=== Auszug aus Quelle ===
Bis vor wenigen Tagen war ich zusammen mit Martin in Nijmegen, um den dortigen Viertagesmarsch zu absolvieren, der jedoch nach dem ersten Tag abgebrochen wird. Ich reise für ein paar Tage kurzentschlossen in meine Lieblingsstadt, um dort ein paar Tage zu entspannen. In Lübars schlendere ich bei strahlendem Sonnenschein durch die Felder, als mir an einem Radweg das unscheinbare Schild „Berliner Mauerweg“ auffällt. Der Weg sieht einladend aus und der Blick auf den Fernsehturm, der erreichbar nah, aber doch weit genug weg erscheint, macht Lust auf einen kleinen Walk…

Der Fernsehturm wird stetig größer und ich bemerke immer mehr Mauerweg-Schilder. Sollte es gar möglich sein, die komplette ehemalige Mauer abzuwandern. Wie weit mag das sein?

November 2006
Ich habe mich selbst überredet, den Mauerweg in Etappen abzuwandern. Dies hat nicht sehr lange gedauert. Ich beschließe, Mitstreiter zu suchen und stelle meine Idee bei LA und Mitwalken.de vor. Zu meiner großen Freude finden sich schnell potentielle Mitwalker. Harriersand verlinkt eine kleine Fotoserie von einem anderen Mauerweg-Lauf und sorgt dafür, dass ich binnen weniger Tage im Zug Richtung Berlin sitze, um mir den Weg schon mal testweise live anzuschauen. Getreu meinem Motto „Schnell angehen und dann langsam eingehen“ wandere ich den Weg in der Dosierung 67-40-34-20 ab. Aufgrund meines überragenden Talents für Timing gelingt es mir dabei, die optisch reizvollste Siedlung (Invalidensiedlung) im Stockdunklen zu durchqueren. Gut gemacht, Georg!

März/April 2007
Der Beginn der Walking-Saison ist völlig missraten. Ich schleppe mich trotz des hervorragenden Wetters von Erkältung zu Erkältung. Den 6-Stunden-Lauf in Rotenburg breche ich ab; der Halbmarathon in Berlin funktioniert nur mit angezogener Handbremse. Ich bin deprimiert und meine Vorfreude auf den Mauerwalk sinkt rapide.

02.05.2007
Nach 4 Stunden Fahrt trifft mein ICE in Berlin ein. Es ist strahlender Sonnenschein. Ich sehe das sich spiegelnde Licht in der Kuppel des Reichstags, das Brandenburger Tor, den Fernsehturm. Hier werden wir starten und hoffentlich nach 4 Tagen wieder wohlbehalten ankommen. Wir, das sind Eddi, Martin und ich. Eine angenehme Nervosität stellt sich ein und verdrängt allmählich die trüben Gedanken der letzten Wochen. Ich checke im Hotel ein und besuche Martin und Helga in der Regenbogenfabrik. Wenig später gesellt sich Eddi zu der kleinen Runde. Beim Inder füllen wir die Kraftreserven für die nächsten Tage auf. Eddi erzählt, welche Umfänge ihr bisheriges Walking-Training so hatte. Für einen kurzen Moment huscht mir der Gedanke durch den Kopf, dass ihre Teilnahme am Mauerwalk doch sehr ambitioniert ist.

=== Aufgabe 1 ===
Gib aus dem Bericht über den Berliner Mauerweg den Abschnitt wortgetreu aus, der mit den Worten „Bis vor wenigen“ anfängt und mit „mag das sein?“ aufhört.

=== Datenzeilen ===
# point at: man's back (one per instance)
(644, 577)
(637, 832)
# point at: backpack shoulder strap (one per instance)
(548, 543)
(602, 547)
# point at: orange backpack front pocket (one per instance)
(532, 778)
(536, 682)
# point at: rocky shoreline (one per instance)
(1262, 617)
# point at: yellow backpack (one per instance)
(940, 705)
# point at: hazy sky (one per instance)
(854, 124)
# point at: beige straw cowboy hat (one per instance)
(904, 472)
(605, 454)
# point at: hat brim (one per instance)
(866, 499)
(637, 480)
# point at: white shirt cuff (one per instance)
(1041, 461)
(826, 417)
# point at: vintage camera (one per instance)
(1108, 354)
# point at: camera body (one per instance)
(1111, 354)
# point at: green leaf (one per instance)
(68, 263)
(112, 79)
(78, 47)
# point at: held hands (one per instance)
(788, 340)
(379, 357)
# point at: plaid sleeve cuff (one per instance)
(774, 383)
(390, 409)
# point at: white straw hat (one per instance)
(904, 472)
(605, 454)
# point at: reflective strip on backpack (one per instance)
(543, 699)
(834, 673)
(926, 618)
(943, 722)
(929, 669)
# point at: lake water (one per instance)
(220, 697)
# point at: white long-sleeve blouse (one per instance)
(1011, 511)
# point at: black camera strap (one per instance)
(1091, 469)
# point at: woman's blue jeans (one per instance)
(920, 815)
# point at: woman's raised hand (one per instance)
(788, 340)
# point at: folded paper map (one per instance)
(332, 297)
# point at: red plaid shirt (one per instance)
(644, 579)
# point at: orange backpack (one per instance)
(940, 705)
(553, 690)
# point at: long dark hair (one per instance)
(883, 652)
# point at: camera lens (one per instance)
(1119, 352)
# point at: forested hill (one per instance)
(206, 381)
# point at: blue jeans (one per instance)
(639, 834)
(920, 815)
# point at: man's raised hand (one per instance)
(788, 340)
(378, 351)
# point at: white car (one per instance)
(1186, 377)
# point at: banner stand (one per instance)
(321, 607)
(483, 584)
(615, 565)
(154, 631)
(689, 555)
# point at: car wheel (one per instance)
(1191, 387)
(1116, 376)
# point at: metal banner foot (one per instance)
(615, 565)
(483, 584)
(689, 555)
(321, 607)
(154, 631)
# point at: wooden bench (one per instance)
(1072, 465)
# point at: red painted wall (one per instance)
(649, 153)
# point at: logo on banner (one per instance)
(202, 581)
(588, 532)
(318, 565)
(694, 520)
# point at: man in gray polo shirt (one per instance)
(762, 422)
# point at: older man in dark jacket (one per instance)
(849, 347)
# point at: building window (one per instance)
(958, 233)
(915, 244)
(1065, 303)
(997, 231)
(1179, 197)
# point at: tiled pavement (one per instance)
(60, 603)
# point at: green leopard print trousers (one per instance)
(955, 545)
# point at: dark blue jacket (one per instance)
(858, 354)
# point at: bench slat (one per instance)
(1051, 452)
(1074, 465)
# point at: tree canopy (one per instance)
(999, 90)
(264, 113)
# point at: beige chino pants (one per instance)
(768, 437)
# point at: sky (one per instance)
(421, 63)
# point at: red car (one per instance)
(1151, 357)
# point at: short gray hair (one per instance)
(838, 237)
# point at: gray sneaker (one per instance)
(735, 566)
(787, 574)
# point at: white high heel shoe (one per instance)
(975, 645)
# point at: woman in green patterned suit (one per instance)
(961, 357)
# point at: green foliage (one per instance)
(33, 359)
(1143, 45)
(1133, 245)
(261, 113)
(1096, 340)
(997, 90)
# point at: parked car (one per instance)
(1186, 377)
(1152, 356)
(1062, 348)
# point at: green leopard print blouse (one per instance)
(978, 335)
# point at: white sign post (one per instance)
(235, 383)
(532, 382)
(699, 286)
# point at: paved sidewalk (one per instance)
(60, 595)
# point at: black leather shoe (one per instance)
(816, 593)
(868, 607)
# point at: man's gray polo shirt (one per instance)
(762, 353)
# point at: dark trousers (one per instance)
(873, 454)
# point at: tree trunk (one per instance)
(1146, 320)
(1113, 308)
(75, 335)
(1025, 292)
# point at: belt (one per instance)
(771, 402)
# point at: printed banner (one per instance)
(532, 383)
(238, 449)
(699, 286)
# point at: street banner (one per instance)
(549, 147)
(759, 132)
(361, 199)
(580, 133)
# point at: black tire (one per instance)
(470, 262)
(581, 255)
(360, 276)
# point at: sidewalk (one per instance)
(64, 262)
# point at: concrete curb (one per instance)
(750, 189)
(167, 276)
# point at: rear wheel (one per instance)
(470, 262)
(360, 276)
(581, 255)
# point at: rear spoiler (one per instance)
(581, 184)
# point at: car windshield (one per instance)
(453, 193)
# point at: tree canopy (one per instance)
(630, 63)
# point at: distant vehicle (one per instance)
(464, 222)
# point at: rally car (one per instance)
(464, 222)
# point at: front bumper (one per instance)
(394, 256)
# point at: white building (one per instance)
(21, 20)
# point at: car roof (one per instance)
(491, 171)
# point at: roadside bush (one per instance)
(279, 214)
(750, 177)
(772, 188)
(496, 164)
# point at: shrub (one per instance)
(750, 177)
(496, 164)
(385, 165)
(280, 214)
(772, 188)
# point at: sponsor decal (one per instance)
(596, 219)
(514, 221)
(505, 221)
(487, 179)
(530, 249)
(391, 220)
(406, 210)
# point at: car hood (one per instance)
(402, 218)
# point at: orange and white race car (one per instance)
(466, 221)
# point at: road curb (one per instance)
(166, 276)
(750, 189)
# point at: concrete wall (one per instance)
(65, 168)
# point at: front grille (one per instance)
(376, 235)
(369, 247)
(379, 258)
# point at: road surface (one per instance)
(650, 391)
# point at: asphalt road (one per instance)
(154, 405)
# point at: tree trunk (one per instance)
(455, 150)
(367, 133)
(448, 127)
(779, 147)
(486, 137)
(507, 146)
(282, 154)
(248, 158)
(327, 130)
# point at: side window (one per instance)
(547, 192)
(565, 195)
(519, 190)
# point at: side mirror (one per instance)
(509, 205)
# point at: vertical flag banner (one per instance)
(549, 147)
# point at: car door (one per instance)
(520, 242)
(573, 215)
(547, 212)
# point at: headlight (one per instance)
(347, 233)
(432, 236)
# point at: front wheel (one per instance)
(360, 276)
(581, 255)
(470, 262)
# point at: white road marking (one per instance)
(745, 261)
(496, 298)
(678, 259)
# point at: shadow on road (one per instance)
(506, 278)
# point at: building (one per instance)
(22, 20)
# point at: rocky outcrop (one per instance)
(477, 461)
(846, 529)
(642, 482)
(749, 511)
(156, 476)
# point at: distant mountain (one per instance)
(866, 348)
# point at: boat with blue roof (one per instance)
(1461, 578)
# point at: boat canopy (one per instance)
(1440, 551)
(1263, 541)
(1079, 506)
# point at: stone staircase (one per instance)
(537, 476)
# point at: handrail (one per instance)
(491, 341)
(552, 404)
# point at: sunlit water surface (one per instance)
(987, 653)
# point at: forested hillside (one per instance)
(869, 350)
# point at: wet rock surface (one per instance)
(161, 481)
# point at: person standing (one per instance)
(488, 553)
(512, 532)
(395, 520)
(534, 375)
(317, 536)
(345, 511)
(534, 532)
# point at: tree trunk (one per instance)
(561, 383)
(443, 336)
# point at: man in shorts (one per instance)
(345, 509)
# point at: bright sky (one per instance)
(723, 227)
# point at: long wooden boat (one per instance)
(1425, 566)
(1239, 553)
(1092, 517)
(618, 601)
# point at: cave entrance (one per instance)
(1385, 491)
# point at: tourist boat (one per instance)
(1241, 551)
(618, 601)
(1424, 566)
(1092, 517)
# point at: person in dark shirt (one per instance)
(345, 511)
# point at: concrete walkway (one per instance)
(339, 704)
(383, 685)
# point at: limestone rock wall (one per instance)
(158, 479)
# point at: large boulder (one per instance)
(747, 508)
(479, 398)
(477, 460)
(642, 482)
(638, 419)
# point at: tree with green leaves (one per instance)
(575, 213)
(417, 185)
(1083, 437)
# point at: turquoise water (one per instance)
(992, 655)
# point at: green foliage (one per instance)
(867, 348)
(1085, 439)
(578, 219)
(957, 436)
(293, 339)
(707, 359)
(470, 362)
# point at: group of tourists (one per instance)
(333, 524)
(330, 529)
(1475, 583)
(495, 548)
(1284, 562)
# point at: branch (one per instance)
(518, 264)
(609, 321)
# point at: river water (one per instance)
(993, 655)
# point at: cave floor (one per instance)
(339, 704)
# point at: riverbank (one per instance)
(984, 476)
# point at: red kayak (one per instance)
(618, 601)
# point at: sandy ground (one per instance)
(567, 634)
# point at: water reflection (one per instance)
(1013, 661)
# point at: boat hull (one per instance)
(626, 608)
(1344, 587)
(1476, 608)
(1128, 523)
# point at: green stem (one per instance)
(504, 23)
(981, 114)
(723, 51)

=== Aufgabe 2 ===
Such aus den Einträgen jede Zeile heraus, in der das Wort „sidewalk“ vorkommt, und übernimm sie unverändert.

=== Fertige Antwort 1 ===
Bis vor wenigen Tagen war ich zusammen mit Martin in Nijmegen, um den dortigen Viertagesmarsch zu absolvieren, der jedoch nach dem ersten Tag abgebrochen wird. Ich reise für ein paar Tage kurzentschlossen in meine Lieblingsstadt, um dort ein paar Tage zu entspannen. In Lübars schlendere ich bei strahlendem Sonnenschein durch die Felder, als mir an einem Radweg das unscheinbare Schild „Berliner Mauerweg“ auffällt. Der Weg sieht einladend aus und der Blick auf den Fernsehturm, der erreichbar nah, aber doch weit genug weg erscheint, macht Lust auf einen kleinen Walk…

Der Fernsehturm wird stetig größer und ich bemerke immer mehr Mauerweg-Schilder. Sollte es gar möglich sein, die komplette ehemalige Mauer abzuwandern. Wie weit mag das sein?

=== Fertige Antwort 2 ===
# point at: paved sidewalk (one per instance)
# point at: sidewalk (one per instance)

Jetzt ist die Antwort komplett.